» **Set problem**
Find each line in the records below that contains the word "building", and copy those lines out in full.
···
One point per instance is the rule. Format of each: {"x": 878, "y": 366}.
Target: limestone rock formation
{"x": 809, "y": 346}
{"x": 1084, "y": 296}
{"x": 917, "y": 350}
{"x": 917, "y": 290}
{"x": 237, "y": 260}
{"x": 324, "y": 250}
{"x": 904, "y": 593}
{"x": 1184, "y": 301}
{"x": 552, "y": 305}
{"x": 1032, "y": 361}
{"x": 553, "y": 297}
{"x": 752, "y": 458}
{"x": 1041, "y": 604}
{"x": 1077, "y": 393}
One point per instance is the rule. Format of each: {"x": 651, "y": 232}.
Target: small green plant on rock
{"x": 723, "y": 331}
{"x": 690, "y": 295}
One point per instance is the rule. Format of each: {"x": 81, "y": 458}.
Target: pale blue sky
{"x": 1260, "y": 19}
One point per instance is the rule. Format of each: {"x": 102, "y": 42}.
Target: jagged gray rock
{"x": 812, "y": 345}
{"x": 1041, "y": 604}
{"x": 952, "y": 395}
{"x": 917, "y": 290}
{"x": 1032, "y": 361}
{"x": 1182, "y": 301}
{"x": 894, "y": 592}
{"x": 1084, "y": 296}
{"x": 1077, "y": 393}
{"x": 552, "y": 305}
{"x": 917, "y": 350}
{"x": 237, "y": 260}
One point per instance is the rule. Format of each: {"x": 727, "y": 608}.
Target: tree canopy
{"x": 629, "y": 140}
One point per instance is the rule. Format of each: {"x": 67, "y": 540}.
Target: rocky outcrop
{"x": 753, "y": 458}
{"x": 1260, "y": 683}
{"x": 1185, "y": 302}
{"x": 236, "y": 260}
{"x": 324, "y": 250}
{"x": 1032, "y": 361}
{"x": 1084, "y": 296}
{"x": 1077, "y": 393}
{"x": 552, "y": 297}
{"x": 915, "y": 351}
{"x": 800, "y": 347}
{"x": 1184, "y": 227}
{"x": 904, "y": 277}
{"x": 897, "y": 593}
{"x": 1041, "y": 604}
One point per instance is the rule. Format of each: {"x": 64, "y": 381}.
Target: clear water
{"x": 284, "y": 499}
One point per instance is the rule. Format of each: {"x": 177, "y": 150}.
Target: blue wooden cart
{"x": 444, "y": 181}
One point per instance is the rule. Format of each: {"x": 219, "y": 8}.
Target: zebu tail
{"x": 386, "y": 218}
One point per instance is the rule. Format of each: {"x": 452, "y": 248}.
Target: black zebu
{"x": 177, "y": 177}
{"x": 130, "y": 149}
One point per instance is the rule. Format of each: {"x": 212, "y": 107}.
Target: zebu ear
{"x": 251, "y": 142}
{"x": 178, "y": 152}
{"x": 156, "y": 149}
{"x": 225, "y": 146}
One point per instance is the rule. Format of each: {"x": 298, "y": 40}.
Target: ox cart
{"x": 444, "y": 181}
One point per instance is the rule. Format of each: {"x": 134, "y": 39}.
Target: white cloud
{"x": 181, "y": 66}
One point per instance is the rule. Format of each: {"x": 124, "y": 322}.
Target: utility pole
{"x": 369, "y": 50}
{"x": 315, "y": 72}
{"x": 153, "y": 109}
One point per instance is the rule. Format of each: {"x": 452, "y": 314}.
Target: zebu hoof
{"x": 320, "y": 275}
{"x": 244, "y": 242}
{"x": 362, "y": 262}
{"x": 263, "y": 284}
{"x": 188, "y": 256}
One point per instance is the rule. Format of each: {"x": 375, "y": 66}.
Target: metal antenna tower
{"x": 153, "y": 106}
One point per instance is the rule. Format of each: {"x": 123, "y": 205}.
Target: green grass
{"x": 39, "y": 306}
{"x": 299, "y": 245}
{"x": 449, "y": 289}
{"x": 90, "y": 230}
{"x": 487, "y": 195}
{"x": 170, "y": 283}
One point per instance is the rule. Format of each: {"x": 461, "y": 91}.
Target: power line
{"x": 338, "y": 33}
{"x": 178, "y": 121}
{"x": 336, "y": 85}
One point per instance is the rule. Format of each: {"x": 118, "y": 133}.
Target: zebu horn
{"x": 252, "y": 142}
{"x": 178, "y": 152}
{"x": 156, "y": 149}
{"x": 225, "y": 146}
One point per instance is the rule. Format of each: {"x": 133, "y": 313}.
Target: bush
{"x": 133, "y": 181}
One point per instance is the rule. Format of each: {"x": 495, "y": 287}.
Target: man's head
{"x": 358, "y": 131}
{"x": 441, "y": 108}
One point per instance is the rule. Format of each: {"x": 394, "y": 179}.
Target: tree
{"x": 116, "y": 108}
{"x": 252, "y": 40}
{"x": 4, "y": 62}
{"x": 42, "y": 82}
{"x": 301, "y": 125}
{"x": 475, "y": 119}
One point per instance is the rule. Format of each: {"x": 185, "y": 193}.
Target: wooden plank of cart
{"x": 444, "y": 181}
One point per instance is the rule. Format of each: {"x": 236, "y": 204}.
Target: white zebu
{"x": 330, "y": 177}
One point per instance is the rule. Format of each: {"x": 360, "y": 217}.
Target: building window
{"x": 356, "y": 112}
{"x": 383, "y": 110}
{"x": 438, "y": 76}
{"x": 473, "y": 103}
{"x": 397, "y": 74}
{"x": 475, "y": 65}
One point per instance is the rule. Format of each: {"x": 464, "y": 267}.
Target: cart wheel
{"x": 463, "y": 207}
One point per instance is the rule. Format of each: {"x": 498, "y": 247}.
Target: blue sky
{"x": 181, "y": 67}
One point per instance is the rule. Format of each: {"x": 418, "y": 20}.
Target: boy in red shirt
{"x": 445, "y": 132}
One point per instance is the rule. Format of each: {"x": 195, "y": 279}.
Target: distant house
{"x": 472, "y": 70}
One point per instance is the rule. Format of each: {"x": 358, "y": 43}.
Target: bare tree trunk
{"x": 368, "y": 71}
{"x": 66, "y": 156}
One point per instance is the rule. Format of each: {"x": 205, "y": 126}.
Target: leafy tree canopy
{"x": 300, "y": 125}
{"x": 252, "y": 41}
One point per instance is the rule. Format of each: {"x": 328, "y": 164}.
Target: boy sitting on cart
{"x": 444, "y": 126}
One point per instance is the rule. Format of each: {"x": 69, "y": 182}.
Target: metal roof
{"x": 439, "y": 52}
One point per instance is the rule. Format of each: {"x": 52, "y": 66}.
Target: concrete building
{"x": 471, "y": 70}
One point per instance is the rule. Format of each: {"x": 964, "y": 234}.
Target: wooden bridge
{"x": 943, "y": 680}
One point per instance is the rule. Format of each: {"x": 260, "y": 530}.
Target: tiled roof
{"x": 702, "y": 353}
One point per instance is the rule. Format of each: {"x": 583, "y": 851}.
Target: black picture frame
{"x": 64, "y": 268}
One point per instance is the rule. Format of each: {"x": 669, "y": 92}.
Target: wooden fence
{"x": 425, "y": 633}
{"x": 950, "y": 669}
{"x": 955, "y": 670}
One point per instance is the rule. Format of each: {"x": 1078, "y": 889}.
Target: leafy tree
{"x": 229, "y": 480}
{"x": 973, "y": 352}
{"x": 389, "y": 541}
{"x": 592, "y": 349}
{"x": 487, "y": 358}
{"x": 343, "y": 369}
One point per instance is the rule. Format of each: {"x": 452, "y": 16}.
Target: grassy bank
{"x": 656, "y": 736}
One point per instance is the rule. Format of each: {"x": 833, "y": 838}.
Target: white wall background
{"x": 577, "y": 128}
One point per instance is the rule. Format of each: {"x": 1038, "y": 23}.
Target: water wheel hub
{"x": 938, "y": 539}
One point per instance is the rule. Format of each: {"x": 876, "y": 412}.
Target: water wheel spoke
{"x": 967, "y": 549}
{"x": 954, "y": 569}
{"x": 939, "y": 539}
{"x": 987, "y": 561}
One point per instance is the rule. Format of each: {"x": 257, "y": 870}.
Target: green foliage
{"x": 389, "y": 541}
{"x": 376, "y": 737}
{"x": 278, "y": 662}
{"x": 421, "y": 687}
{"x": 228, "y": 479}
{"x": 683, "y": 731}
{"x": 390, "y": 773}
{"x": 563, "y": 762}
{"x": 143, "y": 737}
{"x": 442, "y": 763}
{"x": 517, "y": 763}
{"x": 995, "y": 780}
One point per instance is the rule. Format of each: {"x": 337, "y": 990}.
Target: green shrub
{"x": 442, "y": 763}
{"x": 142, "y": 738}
···
» **Expected answer**
Target: building window
Target: concrete building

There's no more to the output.